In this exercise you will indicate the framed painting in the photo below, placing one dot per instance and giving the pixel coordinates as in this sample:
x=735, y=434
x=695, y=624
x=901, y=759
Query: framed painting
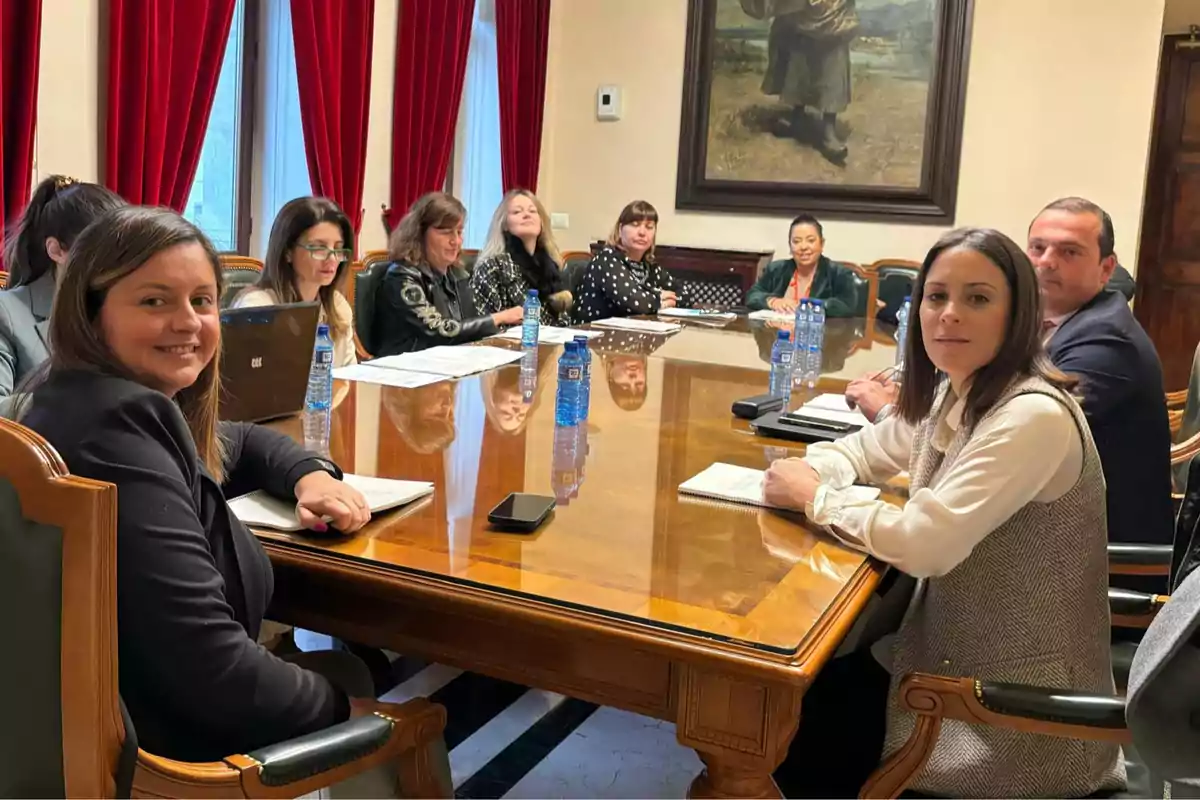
x=851, y=108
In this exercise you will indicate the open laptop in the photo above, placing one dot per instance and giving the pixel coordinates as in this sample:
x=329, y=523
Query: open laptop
x=268, y=354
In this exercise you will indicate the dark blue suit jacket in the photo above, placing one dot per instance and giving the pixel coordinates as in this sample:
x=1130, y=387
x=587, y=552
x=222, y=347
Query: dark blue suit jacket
x=1121, y=379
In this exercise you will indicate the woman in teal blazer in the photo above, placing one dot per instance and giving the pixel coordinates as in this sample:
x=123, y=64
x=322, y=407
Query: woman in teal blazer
x=807, y=274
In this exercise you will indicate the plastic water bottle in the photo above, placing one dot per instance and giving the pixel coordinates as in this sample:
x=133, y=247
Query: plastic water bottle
x=903, y=331
x=816, y=324
x=570, y=383
x=528, y=379
x=586, y=389
x=781, y=366
x=801, y=330
x=532, y=320
x=321, y=376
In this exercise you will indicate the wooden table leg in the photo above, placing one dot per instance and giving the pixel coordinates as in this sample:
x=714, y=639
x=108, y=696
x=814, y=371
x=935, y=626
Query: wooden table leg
x=741, y=729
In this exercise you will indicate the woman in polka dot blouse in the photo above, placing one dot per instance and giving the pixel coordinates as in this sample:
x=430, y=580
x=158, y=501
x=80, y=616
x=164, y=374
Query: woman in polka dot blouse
x=623, y=278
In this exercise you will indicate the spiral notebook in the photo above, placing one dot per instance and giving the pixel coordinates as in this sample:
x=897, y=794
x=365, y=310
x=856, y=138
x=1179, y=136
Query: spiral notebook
x=743, y=485
x=261, y=510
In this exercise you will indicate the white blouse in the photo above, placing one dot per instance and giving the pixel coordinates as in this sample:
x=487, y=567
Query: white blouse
x=343, y=346
x=1026, y=451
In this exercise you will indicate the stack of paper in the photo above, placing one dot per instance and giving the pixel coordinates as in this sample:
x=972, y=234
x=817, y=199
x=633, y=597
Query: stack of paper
x=551, y=335
x=366, y=373
x=832, y=408
x=773, y=316
x=699, y=313
x=640, y=325
x=744, y=485
x=261, y=510
x=449, y=361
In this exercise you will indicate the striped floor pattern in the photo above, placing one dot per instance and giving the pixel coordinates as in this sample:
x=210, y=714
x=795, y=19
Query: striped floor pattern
x=508, y=740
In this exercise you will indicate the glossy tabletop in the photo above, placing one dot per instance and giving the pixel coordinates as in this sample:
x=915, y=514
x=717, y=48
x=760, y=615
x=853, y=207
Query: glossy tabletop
x=623, y=542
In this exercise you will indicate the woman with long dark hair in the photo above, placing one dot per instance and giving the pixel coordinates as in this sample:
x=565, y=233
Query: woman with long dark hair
x=307, y=258
x=1003, y=531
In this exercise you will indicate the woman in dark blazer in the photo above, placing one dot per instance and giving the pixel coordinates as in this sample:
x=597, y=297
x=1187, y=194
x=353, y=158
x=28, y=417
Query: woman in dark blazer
x=807, y=274
x=425, y=299
x=130, y=396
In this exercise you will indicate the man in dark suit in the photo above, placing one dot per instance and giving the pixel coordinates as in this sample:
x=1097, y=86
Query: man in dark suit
x=1091, y=334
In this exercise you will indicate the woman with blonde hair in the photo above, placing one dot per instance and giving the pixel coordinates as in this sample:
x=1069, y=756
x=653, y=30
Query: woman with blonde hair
x=130, y=396
x=425, y=298
x=307, y=258
x=624, y=278
x=521, y=254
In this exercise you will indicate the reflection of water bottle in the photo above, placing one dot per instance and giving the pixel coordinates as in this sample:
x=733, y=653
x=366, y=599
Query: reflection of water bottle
x=781, y=367
x=570, y=383
x=586, y=389
x=563, y=475
x=903, y=331
x=321, y=374
x=316, y=431
x=528, y=376
x=532, y=319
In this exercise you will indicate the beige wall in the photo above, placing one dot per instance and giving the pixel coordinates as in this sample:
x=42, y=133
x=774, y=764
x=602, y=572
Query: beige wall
x=1060, y=98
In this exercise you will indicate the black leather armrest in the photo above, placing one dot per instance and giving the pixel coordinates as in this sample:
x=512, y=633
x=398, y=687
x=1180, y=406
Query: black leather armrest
x=1125, y=602
x=1140, y=554
x=322, y=751
x=1061, y=705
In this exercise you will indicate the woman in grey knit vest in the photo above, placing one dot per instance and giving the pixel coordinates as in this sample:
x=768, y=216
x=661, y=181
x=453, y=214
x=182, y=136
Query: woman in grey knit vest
x=1003, y=531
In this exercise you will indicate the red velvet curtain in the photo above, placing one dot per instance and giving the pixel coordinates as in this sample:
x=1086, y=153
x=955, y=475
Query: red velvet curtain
x=431, y=62
x=333, y=42
x=21, y=31
x=163, y=64
x=522, y=31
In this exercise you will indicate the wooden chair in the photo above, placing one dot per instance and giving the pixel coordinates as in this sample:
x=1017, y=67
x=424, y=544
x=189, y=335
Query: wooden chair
x=1030, y=709
x=240, y=271
x=575, y=262
x=64, y=727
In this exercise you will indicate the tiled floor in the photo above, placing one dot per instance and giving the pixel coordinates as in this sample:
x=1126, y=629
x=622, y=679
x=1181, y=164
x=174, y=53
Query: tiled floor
x=511, y=741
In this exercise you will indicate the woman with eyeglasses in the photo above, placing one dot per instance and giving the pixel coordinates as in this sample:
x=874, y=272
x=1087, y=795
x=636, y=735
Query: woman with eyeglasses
x=311, y=245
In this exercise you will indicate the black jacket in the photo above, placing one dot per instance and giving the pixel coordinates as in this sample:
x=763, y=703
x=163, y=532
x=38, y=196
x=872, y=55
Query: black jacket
x=418, y=307
x=1121, y=379
x=192, y=582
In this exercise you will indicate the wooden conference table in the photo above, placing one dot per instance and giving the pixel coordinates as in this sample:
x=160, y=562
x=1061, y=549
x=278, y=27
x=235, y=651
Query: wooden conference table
x=713, y=617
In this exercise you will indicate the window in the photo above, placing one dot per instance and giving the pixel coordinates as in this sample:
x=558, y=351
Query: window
x=478, y=137
x=285, y=168
x=220, y=194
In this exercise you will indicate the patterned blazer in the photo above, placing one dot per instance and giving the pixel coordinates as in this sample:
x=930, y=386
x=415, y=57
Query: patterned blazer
x=419, y=307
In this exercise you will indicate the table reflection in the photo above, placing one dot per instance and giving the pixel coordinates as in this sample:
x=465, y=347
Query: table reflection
x=622, y=540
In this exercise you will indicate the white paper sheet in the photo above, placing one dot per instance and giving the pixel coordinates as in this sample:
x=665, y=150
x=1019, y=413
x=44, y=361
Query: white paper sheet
x=744, y=485
x=777, y=316
x=641, y=325
x=699, y=313
x=365, y=373
x=261, y=510
x=551, y=335
x=449, y=361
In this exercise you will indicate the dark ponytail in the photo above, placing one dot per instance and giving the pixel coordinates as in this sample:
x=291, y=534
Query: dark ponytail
x=60, y=208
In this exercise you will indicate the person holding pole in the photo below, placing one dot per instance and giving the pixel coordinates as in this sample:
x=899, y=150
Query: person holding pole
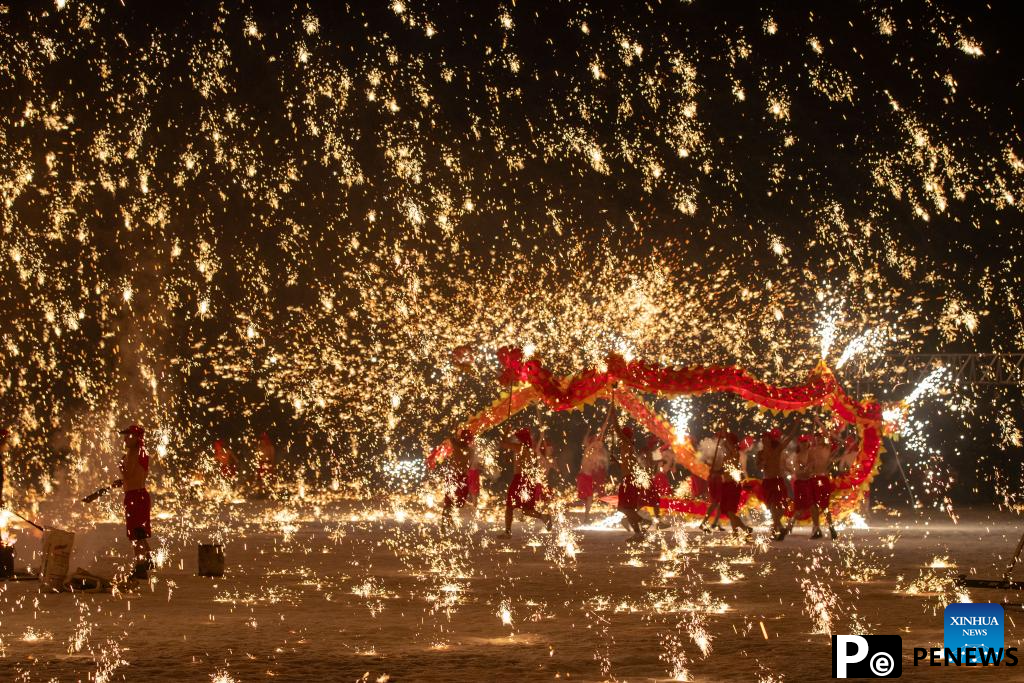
x=4, y=445
x=594, y=468
x=134, y=469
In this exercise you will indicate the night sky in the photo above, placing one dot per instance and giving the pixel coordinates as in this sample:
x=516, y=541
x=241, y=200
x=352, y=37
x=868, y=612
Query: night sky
x=223, y=218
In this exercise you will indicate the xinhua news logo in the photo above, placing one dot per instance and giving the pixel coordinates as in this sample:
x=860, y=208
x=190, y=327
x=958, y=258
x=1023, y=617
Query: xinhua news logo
x=867, y=656
x=974, y=629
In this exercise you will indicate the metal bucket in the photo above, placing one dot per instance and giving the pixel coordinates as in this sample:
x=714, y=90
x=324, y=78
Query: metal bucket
x=56, y=558
x=6, y=561
x=211, y=559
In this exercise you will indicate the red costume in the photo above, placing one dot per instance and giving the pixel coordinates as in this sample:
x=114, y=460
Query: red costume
x=523, y=494
x=819, y=489
x=715, y=488
x=803, y=494
x=729, y=502
x=459, y=494
x=775, y=492
x=631, y=497
x=136, y=501
x=137, y=508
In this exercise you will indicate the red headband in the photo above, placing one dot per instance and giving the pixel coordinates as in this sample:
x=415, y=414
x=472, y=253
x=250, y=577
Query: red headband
x=133, y=430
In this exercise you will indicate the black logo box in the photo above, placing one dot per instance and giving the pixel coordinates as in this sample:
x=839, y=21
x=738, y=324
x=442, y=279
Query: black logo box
x=877, y=645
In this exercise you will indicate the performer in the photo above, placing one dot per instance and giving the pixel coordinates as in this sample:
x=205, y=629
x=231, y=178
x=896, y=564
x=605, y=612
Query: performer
x=526, y=488
x=225, y=458
x=658, y=467
x=714, y=485
x=134, y=469
x=457, y=478
x=546, y=460
x=819, y=456
x=4, y=446
x=594, y=467
x=267, y=461
x=731, y=472
x=771, y=460
x=812, y=487
x=801, y=480
x=632, y=488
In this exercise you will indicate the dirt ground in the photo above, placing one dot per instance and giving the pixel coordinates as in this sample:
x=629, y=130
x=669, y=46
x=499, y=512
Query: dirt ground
x=337, y=591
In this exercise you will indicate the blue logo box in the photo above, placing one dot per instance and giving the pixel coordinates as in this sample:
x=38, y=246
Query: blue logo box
x=973, y=625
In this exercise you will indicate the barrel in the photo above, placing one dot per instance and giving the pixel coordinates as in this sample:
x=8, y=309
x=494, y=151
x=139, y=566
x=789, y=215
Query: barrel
x=6, y=561
x=56, y=558
x=211, y=559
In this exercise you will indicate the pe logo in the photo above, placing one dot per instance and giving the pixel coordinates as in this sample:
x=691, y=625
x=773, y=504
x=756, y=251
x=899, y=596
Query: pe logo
x=974, y=629
x=867, y=656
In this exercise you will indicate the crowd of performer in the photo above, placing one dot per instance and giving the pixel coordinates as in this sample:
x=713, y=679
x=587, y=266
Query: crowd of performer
x=794, y=483
x=793, y=470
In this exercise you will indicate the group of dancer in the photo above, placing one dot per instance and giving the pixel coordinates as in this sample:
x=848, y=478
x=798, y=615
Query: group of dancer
x=646, y=474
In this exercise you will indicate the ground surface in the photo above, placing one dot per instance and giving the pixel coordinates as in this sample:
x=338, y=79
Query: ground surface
x=337, y=592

----------

Rewrite the material from the line containing "In this exercise you will indicate the night" through the line containing "x=632, y=488", inclusive, replacing "metal bucket" with "steel pail" and leaving everything else unchanged.

OUTPUT:
In this exercise you will indicate the night sky in the photo above, placing one dot per instance and giving the pixel coordinates as in this sample:
x=516, y=541
x=241, y=200
x=352, y=37
x=868, y=612
Query: night sky
x=223, y=218
In this exercise you will indicate the xinhua news logo in the photo above, placing one dot per instance and giving the pixel coordinates as in this sample:
x=860, y=208
x=190, y=327
x=958, y=258
x=1023, y=617
Query: xinhua news logo
x=867, y=656
x=974, y=629
In this exercise you will indicate the steel pail in the photo above, placing one dot per instance and giving the pixel coordinates as in this sample:
x=714, y=90
x=324, y=78
Query: steel pail
x=56, y=558
x=6, y=561
x=211, y=559
In this exercise you will indicate the red costume in the photo above, placing one dot per instance and giving the pixel coordinates as in this sample:
x=114, y=460
Query: red costume
x=523, y=494
x=819, y=489
x=715, y=488
x=803, y=494
x=729, y=502
x=459, y=494
x=775, y=492
x=631, y=497
x=136, y=501
x=137, y=508
In this exercise you will indicate the red headband in the photo above, placing one dot per instance and giving the pixel coordinates as in this sample:
x=415, y=414
x=472, y=253
x=250, y=577
Query: red headband
x=133, y=430
In this exercise you will indicate the black logo box in the photo above, placing one dot per instance and giving the pixel coordinates as in this sample:
x=839, y=21
x=738, y=324
x=442, y=279
Query: black logo box
x=877, y=645
In this exercise you will indicate the performer in the photo above, placing one dot per instance and giving the pixel coordinates as in this sample:
x=205, y=629
x=231, y=178
x=896, y=564
x=605, y=612
Query: performer
x=526, y=488
x=225, y=458
x=658, y=467
x=714, y=485
x=134, y=469
x=457, y=478
x=546, y=460
x=819, y=456
x=4, y=446
x=594, y=467
x=267, y=461
x=731, y=472
x=771, y=460
x=812, y=487
x=801, y=480
x=632, y=488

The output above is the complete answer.